SET TASK 1: According to the guide on Peru's Law 29733, what is the law called?

═══ EXCERPT

Peru's Law 29733: Data Protection for Your Website
Law 29733 in Peru: which data protection obligations apply to your website, the National Authority, the rights of the data subject, and a practical checklist.
If your website serves people in Peru, you almost certainly collect personal data: an email from your contact form, a phone number to coordinate a delivery, a name and an address when you close a sale. That everyday act makes you a controller of personal data under Law 29733, Peru's Personal Data Protection Law.
It doesn't matter whether you run an online store, a landing page, a blog with subscribers, or a local business with a booking form. The good news: you don't need to be a lawyer to cover the essentials, because most of the obligations come down to concrete decisions about your site. In this guide we explain what Law 29733 requires of you, the role the authority plays, what rights your users have, and above all, what you can review today.
Note: this is a practical guide, not legal advice. Penalty amounts, thresholds, and deadlines change; whenever something is uncertain, we'll tell you to check the current text or consult a specialist.

══════
═══ SUPPLIED INFORMATION

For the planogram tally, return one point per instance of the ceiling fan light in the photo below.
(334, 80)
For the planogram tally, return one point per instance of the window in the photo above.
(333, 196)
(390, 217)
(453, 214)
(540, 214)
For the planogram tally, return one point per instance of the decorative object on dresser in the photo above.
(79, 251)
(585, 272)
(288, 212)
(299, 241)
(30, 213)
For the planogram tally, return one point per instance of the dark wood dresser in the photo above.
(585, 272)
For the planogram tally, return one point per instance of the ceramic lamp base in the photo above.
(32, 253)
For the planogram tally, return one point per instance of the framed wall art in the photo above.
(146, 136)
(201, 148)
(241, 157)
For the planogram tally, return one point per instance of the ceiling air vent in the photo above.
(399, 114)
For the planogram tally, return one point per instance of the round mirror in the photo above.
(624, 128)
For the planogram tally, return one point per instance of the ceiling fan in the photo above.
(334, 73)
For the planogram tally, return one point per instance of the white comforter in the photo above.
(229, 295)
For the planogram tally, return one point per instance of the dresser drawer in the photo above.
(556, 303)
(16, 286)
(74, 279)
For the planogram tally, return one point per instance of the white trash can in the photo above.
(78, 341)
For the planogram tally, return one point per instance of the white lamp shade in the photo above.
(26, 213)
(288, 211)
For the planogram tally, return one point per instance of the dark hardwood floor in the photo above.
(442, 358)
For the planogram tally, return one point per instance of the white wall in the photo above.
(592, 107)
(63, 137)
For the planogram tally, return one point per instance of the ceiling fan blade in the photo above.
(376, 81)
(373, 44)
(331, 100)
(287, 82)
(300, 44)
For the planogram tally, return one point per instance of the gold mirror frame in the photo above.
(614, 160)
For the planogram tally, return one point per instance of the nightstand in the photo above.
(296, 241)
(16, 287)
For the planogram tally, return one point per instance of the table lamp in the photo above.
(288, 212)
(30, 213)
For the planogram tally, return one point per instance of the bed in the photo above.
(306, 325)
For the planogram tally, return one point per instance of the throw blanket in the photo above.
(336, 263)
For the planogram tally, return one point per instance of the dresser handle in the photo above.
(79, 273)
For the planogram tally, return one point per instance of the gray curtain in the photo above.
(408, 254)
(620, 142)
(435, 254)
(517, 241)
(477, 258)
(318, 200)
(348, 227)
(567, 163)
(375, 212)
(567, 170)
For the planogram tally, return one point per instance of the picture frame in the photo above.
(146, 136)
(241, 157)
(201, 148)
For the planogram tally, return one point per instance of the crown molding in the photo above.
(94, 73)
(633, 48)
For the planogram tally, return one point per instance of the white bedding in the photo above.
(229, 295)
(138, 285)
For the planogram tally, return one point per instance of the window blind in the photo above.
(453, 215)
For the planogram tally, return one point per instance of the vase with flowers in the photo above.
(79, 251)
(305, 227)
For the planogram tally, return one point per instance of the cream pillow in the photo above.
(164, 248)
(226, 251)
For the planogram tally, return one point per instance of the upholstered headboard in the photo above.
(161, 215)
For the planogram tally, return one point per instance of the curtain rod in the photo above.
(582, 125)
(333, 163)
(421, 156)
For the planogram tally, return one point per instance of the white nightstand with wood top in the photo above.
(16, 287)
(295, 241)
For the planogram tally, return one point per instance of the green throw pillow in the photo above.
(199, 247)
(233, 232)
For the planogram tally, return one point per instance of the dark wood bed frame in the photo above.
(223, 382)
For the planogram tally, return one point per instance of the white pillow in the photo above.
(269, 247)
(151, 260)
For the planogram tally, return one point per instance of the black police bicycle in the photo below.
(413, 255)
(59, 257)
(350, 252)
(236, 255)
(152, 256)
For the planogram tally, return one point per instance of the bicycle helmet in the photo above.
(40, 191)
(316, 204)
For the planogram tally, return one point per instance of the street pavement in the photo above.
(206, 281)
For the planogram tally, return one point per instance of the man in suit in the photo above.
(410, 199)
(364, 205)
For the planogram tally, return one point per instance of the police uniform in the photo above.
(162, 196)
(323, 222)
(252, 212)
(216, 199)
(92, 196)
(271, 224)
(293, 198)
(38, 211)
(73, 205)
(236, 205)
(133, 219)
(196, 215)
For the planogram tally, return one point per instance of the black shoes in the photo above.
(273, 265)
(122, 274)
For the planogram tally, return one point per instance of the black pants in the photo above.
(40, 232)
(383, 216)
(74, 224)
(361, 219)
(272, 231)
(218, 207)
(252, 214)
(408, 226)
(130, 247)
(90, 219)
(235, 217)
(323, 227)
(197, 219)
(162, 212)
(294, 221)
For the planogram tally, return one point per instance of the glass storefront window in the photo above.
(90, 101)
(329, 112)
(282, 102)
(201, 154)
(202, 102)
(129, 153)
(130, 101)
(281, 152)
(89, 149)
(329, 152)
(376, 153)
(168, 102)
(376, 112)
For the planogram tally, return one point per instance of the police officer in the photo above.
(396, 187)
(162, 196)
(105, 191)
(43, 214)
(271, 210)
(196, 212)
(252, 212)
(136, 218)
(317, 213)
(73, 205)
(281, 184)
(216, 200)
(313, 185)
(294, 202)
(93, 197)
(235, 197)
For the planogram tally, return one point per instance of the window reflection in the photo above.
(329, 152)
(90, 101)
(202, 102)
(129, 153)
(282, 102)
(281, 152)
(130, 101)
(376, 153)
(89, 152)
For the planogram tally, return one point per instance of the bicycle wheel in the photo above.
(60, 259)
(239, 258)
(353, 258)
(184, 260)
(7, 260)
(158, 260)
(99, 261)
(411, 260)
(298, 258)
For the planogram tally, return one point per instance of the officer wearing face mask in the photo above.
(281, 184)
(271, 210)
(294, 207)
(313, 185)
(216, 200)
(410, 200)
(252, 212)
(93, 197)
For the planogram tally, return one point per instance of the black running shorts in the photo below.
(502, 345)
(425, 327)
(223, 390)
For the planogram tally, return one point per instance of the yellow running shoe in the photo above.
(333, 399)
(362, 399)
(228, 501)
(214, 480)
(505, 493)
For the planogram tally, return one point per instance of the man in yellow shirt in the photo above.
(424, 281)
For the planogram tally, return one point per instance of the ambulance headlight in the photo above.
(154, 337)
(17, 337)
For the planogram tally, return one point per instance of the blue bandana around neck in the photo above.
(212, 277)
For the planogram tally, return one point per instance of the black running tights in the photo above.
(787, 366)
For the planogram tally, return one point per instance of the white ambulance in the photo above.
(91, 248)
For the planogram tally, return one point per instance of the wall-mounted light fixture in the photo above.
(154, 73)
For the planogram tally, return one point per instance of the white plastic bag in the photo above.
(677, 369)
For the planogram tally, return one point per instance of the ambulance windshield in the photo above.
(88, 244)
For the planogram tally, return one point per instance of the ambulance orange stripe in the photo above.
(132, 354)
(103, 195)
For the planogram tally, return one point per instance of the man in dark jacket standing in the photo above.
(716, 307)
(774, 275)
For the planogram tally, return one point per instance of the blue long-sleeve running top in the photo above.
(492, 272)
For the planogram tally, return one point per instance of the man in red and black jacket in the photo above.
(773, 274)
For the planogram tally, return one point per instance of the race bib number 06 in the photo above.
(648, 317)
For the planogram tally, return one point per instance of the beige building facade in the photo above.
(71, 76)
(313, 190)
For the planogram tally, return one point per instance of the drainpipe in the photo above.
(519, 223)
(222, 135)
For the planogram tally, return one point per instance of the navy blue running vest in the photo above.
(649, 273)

══════

SET TASK 2: Format the entries as a JSON list of strings, with one string for each line and blank lines left out. Include only everything from the line containing "ambulance in the photo above." down to the final line of the entries.

OUTPUT 1: Peru's Personal Data Protection Law.

OUTPUT 2:
[
  "For the planogram tally, return one point per instance of the white ambulance in the photo above.",
  "(91, 248)",
  "For the planogram tally, return one point per instance of the wall-mounted light fixture in the photo above.",
  "(154, 73)",
  "For the planogram tally, return one point per instance of the white plastic bag in the photo above.",
  "(677, 369)",
  "For the planogram tally, return one point per instance of the ambulance windshield in the photo above.",
  "(88, 244)",
  "For the planogram tally, return one point per instance of the ambulance orange stripe in the photo above.",
  "(132, 354)",
  "(103, 195)",
  "For the planogram tally, return one point per instance of the man in dark jacket standing in the photo above.",
  "(716, 307)",
  "(774, 275)",
  "For the planogram tally, return one point per instance of the blue long-sleeve running top in the photo above.",
  "(492, 272)",
  "For the planogram tally, return one point per instance of the man in red and black jacket in the photo above.",
  "(773, 274)",
  "For the planogram tally, return one point per instance of the race bib number 06 in the photo above.",
  "(648, 317)",
  "For the planogram tally, return one point per instance of the beige building facade in the photo above.",
  "(71, 76)",
  "(313, 190)",
  "For the planogram tally, return one point per instance of the drainpipe in the photo above.",
  "(519, 223)",
  "(222, 135)",
  "For the planogram tally, return one point per instance of the navy blue running vest in the photo above.",
  "(649, 273)"
]